Work order A — According to the article on federal vehicle standards, how much would EPA's proposed standards save the average consumer over the lifetime of a light-duty vehicle?
Work order B — Transcribe the passage of the article on federal vehicle standards starting with "- Reduce our" and going on through "public health goals.".

____ Extract to read

A normal vehicle releases several tons of pollutants each year, which depends on the vehicle’s fuel, fuel economy, and how far it is driven annually. Improving vehicle technology and electric vehicles saves consumers money through reduced maintenance and fuel costs and improves air quality and public health. To continue unlocking these benefits for communities by advancing vehicle technology, the U.S. federal government has worked on two programs in particular: EPA’s Light Duty Vehicle Emissions (LDV) Standards and NHTSA’s Corporate Average Fuel Economy (CAFE) Standards.
So what are these rules, and how will they benefit people across the country?
The Environmental Protection Agency (EPA) regulates the emission of air pollutants from vehicles, while the National Highway Traffic Safety Administration (NHTSA) sets fuel economy standards for vehicles. Though the standards are intended to complement one another, they have distinct goals and structures. See our table below for a side-by-side comparison.
Clean cars can improve air quality and public health
Transportation is the largest source of carbon pollution in the U.S. and a major source of toxic pollutants that dirty our air and harm human health and our climate. Currently, more than 1 in 3 Americans live in places with unhealthy levels of air pollution. These combined rules will help drive significant air quality and public health improvements through key solutions like the widespread adoption of electric vehicles
EPA’s proposed standards follow and augment EPA’s previous federal emissions standards for passenger vehicles for model years 2023 through 2026. Public opinion is in favor of this strategy; voters support the new EPA rules limiting vehicle pollution for both heavy-duty (68% support) and light- and medium-duty vehicles (64% support). According to the EPA, the standards as proposed would:
- Avoid 7.3 billion tons of CO2 emissions through 2055 (equivalent to more than twice the total U.S. CO2 emissions in 2022) if both the proposed light- and medium-duty vehicle standards are adopted.
- Reduce other harmful air pollution and lead to fewer premature deaths and serious health effects such as hospital admissions due to respiratory and cardiovascular illnesses.
- Result in the benefits of the proposed standards exceeding costs by at least $1 trillion.
In complement, if the CAFE standards are finalized as proposed, NHTSA projects their preferred alternative would prevent more than 900 million tons of CO2 emissions – the equivalent of taking more than 233 million vehicles off the road from 2022 through 2050.
Consumer cost savings and energy security are within reach
Gas prices are volatile, and many Americans’ wallets are strained when gas prices surge, especially as they did last summer. Both EPA’s and NHTSA’s standards will deliver helpful consumer cost savings. Strong fuel economy standards can protect households from unpredictable price changes. Reducing demand for oil through fuel economy standards also helps protect overall American energy costs and improves energy security from erratic global energy markets.
NHTSA’s proposed standards build off of previous NHTSA standards to drive American vehicle innovation that benefits consumers. Unsurprisingly, consumers support increasing fuel economy; seven in ten American drivers say that fuel economy is very important or important to them when considering what vehicle to purchase or lease. In 2021, real-world fuel economy was over 25 mpg (compared to the proposed 2032 target of 58 mpg.)
If the CAFE standards are finalized as proposed, NHTSA states their preferred alternative would:
- Save consumers more than $50 billion on fuel over the vehicles’ lifetimes.
- Reduce our dependence on oil by avoiding the need for more than 88 billion gallons of gasoline through 2050.
Additionally, EPA’s proposed standards would:
- Save the average consumer $12,000 over the lifetime of a light-duty vehicle (compared to a vehicle that was not subject to the new standards) by accelerating the adoption of technologies that reduce fuel and maintenance costs alongside pollution.
- Reduce oil imports by approximately 20 billion barrels.
Improving our standards
These standards offer the opportunity to improve our air quality and public health and reduce consumer costs. Let’s keep driving towards improved vehicle technology, electric vehicles, and other transportation solutions that help us achieve our energy and public health goals.

________
____ Material provided

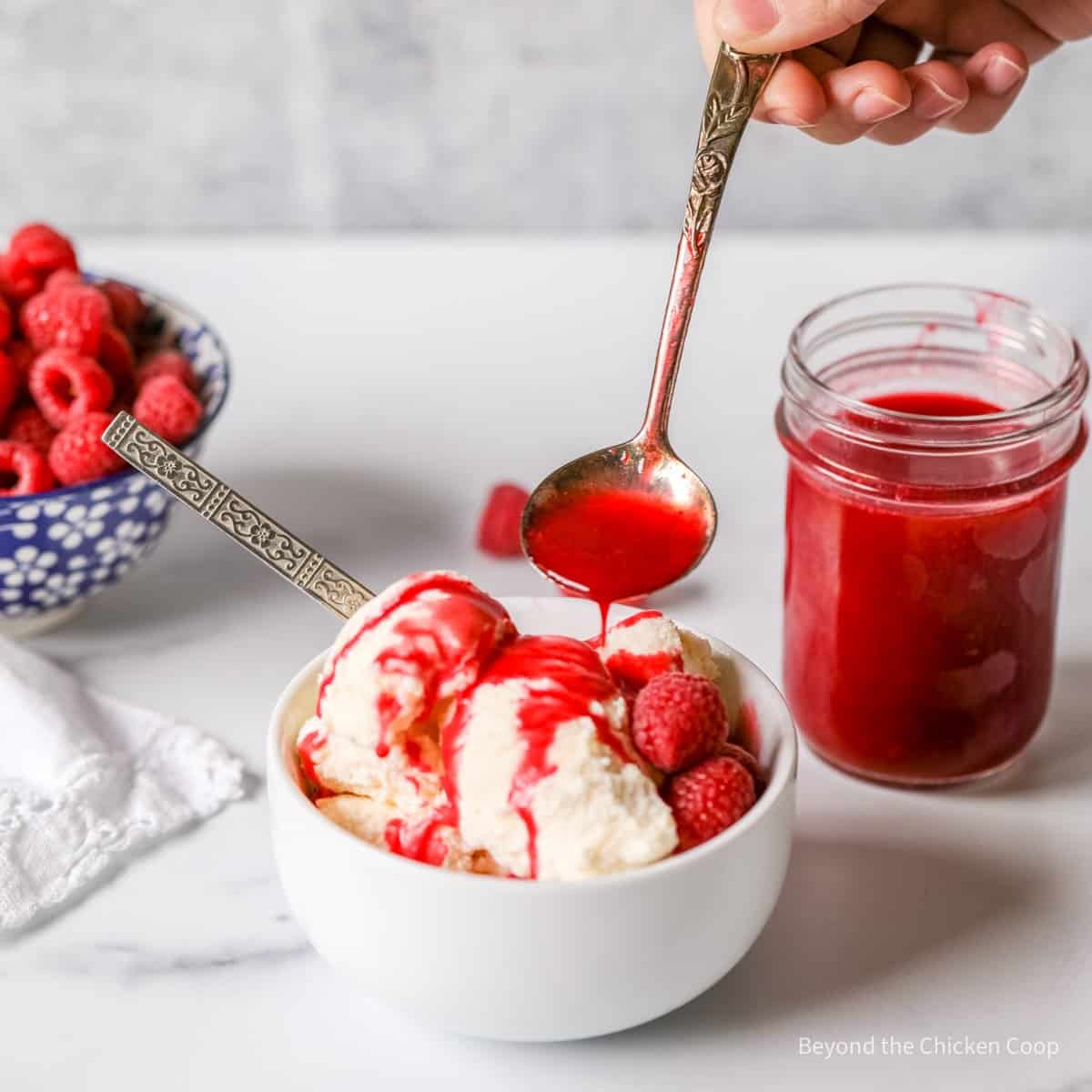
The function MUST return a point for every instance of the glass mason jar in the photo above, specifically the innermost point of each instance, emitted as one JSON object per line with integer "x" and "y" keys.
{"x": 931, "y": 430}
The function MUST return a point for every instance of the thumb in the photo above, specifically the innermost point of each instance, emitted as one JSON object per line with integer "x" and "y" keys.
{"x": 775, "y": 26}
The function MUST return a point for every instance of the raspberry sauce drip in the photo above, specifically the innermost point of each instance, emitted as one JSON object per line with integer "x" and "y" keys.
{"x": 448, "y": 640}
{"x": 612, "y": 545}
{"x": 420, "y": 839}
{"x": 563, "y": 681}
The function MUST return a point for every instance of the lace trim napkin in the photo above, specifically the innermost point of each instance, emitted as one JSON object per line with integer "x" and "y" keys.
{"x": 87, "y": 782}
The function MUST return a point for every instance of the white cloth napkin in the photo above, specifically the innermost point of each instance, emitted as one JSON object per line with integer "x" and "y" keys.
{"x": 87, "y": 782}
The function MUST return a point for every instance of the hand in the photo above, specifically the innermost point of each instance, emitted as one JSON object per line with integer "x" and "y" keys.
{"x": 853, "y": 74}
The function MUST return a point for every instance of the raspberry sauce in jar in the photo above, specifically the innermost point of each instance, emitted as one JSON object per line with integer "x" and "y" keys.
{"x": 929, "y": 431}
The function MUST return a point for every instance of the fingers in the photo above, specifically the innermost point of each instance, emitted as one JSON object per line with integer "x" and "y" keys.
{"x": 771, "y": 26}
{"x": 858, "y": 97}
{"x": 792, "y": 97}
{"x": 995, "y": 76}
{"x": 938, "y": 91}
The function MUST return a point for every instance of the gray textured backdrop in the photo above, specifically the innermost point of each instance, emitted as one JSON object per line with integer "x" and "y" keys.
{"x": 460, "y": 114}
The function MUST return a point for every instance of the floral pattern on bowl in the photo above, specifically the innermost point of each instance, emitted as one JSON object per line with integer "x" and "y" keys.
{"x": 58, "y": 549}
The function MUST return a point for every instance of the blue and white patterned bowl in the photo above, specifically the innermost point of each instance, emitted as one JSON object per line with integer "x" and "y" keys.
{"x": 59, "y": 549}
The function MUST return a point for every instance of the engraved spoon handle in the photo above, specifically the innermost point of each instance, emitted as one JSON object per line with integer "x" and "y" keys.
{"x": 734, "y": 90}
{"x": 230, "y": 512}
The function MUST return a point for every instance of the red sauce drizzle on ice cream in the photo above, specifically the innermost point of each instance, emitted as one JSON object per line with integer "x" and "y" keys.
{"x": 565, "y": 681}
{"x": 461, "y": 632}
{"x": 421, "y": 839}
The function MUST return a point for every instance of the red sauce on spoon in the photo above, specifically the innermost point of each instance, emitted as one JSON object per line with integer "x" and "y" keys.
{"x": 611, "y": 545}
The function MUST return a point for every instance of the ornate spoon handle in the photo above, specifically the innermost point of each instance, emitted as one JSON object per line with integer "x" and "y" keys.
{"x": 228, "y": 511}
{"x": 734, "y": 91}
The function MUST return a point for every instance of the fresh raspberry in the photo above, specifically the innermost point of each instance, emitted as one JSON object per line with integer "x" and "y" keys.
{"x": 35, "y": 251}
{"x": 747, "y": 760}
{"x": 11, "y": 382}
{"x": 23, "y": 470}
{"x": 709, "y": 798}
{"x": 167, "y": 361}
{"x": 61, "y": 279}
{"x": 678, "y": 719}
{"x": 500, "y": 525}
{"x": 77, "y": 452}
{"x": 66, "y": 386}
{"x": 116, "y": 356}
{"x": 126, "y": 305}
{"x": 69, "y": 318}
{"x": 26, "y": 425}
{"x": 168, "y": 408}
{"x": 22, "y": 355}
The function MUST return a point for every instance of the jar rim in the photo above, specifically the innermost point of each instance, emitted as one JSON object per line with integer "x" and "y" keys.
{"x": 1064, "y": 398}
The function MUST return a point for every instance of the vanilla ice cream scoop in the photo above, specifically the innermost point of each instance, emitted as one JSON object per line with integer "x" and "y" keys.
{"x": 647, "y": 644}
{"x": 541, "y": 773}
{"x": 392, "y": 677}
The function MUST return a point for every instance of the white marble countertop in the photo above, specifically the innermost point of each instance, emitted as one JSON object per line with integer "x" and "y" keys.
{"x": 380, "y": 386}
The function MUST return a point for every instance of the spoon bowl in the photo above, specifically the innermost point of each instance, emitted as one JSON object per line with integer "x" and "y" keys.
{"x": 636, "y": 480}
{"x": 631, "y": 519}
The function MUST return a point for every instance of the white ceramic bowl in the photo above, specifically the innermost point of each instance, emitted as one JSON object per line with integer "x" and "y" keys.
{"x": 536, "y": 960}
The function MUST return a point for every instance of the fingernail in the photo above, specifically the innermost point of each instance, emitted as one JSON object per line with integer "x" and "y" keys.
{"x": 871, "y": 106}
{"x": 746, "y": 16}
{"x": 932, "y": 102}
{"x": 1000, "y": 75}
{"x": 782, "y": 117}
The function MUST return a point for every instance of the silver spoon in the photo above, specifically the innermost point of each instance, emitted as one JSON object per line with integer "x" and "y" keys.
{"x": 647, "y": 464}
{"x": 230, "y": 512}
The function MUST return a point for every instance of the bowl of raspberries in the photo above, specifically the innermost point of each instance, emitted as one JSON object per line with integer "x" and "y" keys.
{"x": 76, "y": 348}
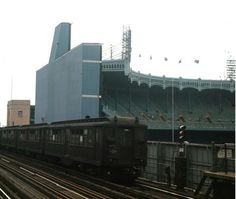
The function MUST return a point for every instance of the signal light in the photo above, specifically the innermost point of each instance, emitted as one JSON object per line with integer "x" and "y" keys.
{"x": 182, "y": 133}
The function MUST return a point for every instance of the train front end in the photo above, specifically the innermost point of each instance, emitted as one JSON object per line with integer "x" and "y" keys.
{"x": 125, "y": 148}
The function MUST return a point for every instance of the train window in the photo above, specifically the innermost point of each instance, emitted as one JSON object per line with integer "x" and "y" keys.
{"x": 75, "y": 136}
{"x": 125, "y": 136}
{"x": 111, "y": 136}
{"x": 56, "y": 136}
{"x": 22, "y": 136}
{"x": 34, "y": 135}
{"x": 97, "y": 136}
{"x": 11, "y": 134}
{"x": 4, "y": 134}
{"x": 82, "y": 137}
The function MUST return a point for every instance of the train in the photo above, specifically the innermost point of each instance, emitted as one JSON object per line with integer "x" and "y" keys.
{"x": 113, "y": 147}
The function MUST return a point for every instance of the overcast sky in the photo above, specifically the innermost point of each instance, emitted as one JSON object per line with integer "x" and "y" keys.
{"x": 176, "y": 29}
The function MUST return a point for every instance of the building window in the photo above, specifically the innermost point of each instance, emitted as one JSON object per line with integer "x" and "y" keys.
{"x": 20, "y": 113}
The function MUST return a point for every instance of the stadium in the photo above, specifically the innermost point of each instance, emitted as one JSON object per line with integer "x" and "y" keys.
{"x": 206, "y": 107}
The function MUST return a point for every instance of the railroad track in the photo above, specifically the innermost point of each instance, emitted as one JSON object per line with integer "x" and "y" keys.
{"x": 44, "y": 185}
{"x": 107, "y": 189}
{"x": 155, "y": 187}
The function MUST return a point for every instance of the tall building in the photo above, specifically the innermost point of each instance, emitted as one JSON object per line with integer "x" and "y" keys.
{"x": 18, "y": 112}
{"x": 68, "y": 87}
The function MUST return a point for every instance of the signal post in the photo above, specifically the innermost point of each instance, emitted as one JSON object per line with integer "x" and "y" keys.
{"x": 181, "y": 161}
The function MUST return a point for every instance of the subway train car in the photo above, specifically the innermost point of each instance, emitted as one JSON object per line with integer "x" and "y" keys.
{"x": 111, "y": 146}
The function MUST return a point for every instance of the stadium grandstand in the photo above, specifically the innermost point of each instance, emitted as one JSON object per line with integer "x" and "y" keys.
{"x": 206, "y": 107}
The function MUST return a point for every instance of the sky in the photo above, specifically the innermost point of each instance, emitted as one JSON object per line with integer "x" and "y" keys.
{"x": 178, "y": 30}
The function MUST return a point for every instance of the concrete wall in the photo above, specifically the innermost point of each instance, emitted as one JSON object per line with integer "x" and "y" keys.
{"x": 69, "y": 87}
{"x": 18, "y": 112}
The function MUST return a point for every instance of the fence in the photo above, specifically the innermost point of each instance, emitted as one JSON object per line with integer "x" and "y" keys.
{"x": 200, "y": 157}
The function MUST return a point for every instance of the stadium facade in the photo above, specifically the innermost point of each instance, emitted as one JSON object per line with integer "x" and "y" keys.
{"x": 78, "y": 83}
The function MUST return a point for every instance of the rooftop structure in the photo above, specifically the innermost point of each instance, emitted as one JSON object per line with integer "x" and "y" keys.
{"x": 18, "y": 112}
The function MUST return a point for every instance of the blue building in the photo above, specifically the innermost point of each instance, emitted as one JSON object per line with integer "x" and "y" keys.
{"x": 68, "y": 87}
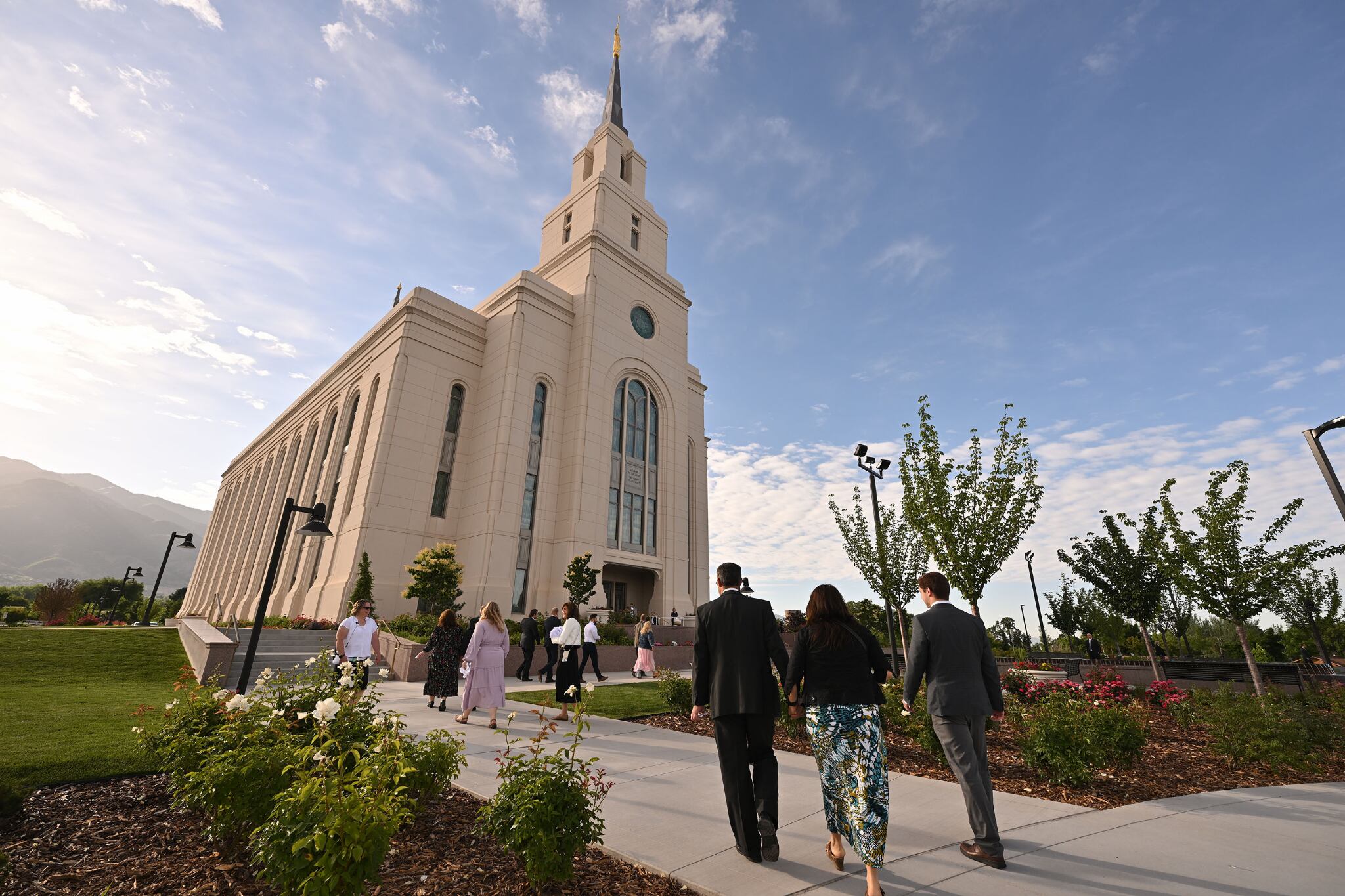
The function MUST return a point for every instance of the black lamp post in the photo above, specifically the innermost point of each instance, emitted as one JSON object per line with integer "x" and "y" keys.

________

Exercise answer A — $12,000

Exercise answer B —
- Reduce our dependence on oil by avoiding the need for more than 88 billion gallons of gasoline through 2050.
Additionally, EPA’s proposed standards would:
- Save the average consumer $12,000 over the lifetime of a light-duty vehicle (compared to a vehicle that was not subject to the new standards) by accelerating the adoption of technologies that reduce fuel and maintenance costs alongside pollution.
- Reduce oil imports by approximately 20 billion barrels.
Improving our standards
These standards offer the opportunity to improve our air quality and public health and reduce consumer costs. Let’s keep driving towards improved vehicle technology, electric vehicles, and other transportation solutions that help us achieve our energy and public health goals.